Records from a data source
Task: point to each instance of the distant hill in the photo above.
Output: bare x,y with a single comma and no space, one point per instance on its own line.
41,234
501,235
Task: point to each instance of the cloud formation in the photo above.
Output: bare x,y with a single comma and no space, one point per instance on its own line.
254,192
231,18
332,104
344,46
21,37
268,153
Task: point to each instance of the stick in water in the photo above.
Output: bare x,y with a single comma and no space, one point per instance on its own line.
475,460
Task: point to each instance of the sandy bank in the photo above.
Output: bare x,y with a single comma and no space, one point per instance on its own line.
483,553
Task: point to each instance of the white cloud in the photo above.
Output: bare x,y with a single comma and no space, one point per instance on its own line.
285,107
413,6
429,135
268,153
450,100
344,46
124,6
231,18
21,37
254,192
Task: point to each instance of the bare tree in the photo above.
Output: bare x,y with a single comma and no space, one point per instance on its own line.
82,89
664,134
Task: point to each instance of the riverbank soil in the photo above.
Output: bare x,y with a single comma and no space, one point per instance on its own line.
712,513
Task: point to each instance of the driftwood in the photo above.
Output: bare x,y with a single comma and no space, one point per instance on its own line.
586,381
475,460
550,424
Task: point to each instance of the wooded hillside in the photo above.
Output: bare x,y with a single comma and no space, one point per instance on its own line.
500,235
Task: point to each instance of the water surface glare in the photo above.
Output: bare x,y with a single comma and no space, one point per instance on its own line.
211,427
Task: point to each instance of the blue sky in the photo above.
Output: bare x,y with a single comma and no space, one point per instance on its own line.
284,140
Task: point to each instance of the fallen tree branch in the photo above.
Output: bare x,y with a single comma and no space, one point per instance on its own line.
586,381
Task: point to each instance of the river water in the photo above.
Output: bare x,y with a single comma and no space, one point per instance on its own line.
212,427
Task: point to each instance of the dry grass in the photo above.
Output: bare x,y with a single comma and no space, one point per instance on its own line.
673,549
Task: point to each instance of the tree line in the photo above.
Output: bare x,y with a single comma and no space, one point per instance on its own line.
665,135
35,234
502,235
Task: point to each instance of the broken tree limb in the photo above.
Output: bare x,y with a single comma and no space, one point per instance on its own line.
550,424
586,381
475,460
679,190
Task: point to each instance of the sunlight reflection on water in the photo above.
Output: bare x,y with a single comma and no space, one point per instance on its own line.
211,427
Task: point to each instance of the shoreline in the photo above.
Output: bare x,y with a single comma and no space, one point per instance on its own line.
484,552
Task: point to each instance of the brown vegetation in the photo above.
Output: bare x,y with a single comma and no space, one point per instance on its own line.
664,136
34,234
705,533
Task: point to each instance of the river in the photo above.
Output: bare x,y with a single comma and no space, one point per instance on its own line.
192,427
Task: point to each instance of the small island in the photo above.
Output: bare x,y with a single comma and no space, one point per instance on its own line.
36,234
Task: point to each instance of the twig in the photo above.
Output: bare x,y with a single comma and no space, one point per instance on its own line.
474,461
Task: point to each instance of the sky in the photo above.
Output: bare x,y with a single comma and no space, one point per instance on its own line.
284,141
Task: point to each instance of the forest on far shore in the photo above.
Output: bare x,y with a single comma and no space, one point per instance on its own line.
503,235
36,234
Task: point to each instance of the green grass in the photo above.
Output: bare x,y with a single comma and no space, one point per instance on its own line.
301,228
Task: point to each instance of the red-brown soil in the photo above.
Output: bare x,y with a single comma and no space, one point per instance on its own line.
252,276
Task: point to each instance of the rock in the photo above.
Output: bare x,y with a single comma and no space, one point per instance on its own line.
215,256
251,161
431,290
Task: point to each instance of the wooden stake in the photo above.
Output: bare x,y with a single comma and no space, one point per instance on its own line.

What is needed:
How many lines in the records include "water"? Answer with the number alone.

Response to the exercise:
4